Return all of the entries below line for line, without changing a single character.

- [Material shown]
<<<<
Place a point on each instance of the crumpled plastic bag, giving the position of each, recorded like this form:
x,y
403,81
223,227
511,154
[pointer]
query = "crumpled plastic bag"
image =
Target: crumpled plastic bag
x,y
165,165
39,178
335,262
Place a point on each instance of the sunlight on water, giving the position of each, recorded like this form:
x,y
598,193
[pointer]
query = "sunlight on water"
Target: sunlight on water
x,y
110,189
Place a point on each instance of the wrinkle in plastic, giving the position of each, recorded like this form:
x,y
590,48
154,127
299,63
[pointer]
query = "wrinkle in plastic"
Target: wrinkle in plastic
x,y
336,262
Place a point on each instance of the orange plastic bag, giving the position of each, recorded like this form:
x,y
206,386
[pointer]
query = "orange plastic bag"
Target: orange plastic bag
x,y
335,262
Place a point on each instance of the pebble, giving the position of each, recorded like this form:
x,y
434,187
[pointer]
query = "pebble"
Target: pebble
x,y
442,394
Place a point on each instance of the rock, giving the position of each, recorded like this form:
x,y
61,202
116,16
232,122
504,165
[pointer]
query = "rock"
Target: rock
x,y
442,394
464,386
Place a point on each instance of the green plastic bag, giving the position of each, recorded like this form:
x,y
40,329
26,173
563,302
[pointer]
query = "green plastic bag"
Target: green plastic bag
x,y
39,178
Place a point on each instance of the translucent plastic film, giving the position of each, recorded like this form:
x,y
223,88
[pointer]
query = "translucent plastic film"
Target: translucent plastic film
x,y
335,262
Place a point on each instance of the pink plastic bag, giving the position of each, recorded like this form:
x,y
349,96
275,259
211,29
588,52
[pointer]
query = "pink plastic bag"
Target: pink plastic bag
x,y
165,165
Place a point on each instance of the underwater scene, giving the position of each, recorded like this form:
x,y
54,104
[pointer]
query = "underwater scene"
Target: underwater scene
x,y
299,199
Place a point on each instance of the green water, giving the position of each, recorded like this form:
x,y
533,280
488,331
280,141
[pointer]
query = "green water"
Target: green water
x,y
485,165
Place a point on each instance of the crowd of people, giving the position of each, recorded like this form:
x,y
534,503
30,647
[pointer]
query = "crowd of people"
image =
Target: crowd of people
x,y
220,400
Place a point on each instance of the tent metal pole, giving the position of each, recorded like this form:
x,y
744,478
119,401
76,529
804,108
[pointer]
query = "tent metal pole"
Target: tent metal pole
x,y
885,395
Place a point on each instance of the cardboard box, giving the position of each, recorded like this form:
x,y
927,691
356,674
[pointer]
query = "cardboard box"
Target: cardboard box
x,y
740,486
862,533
>>>>
- [Answer for the task]
Place a point on each instance of the crumpled plastic bag, giving the position of each, recorded like this form:
x,y
403,81
223,227
511,154
[pointer]
query = "crumpled plastic bag"
image =
Target: crumpled plastic bag
x,y
165,165
39,178
335,262
Place a point on each instance of the sunlight on water, giving the position of each, recorded like this form:
x,y
598,193
[pointer]
query = "sunlight on water"
Target: sunlight on water
x,y
110,189
Place a point on each instance of the wrinkle in plastic, giving the position of each, recorded like this form:
x,y
590,48
154,127
299,63
[pointer]
query = "wrinkle in plastic"
Target: wrinkle in plastic
x,y
336,262
Place a point on each instance of the orange plastic bag, giving the position of each, recorded like this form:
x,y
206,386
[pointer]
query = "orange plastic bag"
Target: orange plastic bag
x,y
335,262
Place a point on each instance of the pebble, giving the position of each, recorded like this form:
x,y
434,187
[pointer]
query = "pebble"
Target: pebble
x,y
442,394
Place a point on each instance of the rock, giving the position of each, recorded like this form:
x,y
61,202
116,16
232,122
504,165
[pointer]
query = "rock"
Target: rock
x,y
442,394
464,386
Place a point on each instance of the green plastic bag, giving the position of each, recorded like this form:
x,y
40,329
26,173
563,302
[pointer]
query = "green plastic bag"
Target: green plastic bag
x,y
39,178
Place a point on each instance of the translucent plastic film, giving the position of each, recorded like this form:
x,y
223,88
[pointer]
query = "translucent plastic film"
Target: translucent plastic film
x,y
335,262
Place a point on each instance of the pink plastic bag, giving the position of each, recorded like this form:
x,y
349,96
275,259
211,29
588,52
[pointer]
query = "pink plastic bag"
Target: pink plastic bag
x,y
165,165
Place a point on each instance of the underwater scene, giving the position of each, recorded like this form:
x,y
54,104
[pointer]
query = "underwater scene"
Target: underwater scene
x,y
299,199
Place a point on each instance of the green water, giving the position of each, recorded like this form:
x,y
533,280
488,331
280,141
[pointer]
query = "green water"
Target: green water
x,y
485,165
Place a point on each instance of the crowd of people, giving the position of each, recorded like this form:
x,y
534,503
30,647
[pointer]
query = "crowd of people"
image =
Target: crowd of people
x,y
220,400
Place a point on each instance of the tent metal pole, giving the position of each, recorded like this form:
x,y
744,478
119,401
76,529
804,108
[pointer]
query = "tent metal pole"
Target: tent metal pole
x,y
885,395
Place a point on each instance of the cardboard box, giving the position of each, recorded like this form:
x,y
927,691
356,674
[pointer]
query = "cardboard box"
Target: cardboard box
x,y
740,486
862,533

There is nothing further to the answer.